SET PROBLEM
Can you rescale the entries below, starting at the line that contains "Put one point on each instance of the black" and running through the last of the entries? Reproduce every one of those lines, requests included, but multiply each coordinate in the answers by 2.4 and round to whole numbers, with halves rounding up.

☆ ☆ ☆

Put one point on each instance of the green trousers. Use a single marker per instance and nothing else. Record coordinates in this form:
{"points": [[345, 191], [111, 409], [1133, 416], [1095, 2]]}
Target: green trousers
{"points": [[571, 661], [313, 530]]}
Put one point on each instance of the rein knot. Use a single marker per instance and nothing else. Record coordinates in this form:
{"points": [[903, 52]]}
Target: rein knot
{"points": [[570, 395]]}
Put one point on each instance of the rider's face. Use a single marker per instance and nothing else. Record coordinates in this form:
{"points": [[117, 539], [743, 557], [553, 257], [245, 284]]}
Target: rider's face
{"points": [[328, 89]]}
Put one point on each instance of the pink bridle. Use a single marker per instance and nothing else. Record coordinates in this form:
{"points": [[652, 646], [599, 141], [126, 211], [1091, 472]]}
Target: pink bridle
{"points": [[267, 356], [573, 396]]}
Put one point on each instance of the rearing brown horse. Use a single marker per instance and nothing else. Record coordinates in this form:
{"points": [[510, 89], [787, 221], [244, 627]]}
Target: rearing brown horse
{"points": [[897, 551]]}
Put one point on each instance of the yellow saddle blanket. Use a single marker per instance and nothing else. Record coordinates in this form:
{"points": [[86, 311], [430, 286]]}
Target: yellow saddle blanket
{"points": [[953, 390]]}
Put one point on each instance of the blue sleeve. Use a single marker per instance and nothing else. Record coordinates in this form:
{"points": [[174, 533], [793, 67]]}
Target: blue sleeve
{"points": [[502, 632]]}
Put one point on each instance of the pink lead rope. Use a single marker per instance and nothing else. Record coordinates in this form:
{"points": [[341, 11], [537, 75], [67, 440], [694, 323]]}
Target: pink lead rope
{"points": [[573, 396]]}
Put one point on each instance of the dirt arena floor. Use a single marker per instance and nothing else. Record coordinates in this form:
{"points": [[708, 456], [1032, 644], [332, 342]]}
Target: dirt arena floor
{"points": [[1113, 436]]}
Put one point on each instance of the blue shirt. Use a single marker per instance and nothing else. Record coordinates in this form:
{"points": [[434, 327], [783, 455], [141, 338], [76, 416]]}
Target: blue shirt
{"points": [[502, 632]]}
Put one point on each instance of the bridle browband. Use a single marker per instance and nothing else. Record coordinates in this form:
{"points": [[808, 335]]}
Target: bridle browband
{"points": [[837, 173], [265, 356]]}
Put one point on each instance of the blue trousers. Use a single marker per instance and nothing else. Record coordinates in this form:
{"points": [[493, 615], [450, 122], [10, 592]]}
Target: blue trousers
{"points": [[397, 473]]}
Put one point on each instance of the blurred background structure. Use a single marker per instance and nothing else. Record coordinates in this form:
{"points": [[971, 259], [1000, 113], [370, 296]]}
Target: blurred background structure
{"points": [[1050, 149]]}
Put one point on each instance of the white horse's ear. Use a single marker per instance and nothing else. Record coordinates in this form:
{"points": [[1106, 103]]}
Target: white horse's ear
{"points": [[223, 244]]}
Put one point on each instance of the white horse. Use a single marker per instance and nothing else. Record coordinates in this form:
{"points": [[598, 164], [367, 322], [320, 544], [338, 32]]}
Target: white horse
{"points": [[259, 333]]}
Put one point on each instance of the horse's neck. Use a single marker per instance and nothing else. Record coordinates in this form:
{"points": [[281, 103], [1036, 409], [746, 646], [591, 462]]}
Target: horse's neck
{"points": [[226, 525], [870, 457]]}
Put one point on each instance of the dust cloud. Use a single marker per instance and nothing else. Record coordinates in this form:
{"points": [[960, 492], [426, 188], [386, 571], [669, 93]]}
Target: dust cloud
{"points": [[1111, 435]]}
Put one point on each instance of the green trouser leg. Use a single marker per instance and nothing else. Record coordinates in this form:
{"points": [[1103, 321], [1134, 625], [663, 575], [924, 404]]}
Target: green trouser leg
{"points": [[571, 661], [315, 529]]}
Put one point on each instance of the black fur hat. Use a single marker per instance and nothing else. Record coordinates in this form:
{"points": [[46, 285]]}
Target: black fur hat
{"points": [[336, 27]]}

☆ ☆ ☆

WORKED SOLUTION
Put one point on each instance of the black fur hat. Use a single marker per instance and nothing else. Record coordinates in this form:
{"points": [[46, 285]]}
Target: black fur hat
{"points": [[806, 65]]}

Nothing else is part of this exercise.